Content starts
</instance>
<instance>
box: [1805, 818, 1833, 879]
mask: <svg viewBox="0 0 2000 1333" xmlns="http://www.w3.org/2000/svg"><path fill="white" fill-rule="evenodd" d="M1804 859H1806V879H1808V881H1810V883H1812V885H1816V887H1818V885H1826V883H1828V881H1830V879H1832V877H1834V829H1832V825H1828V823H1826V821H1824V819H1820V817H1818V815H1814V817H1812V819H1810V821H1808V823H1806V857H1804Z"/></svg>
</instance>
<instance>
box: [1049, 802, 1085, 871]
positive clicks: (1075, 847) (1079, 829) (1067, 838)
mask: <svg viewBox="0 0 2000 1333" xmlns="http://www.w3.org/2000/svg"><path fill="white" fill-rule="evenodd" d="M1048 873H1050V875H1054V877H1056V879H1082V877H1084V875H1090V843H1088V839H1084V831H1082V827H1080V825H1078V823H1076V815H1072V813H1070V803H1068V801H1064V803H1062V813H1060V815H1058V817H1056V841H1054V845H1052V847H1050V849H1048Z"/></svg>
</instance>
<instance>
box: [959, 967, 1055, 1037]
Content ends
**Problem to work on**
Rewrite all of the items above, changing "positive clicks" to "foreground points" wherever it occurs and leaving everything else as it is.

**Output for this exercise**
</instance>
<instance>
box: [1805, 818, 1833, 879]
mask: <svg viewBox="0 0 2000 1333" xmlns="http://www.w3.org/2000/svg"><path fill="white" fill-rule="evenodd" d="M1804 859H1806V879H1808V881H1810V883H1812V885H1816V887H1818V885H1826V883H1828V881H1830V879H1832V877H1834V829H1832V825H1828V823H1826V821H1824V819H1820V817H1818V815H1814V817H1812V819H1810V821H1808V823H1806V857H1804Z"/></svg>
</instance>
<instance>
box: [1049, 802, 1085, 871]
foreground points: (1075, 847) (1079, 829) (1067, 838)
mask: <svg viewBox="0 0 2000 1333" xmlns="http://www.w3.org/2000/svg"><path fill="white" fill-rule="evenodd" d="M1048 873H1050V875H1054V877H1056V879H1082V877H1084V875H1090V843H1088V839H1084V831H1082V827H1080V825H1078V823H1076V815H1072V813H1070V803H1068V801H1064V803H1062V813H1060V815H1058V817H1056V841H1054V845H1052V847H1050V849H1048Z"/></svg>
</instance>
<instance>
box: [959, 967, 1055, 1037]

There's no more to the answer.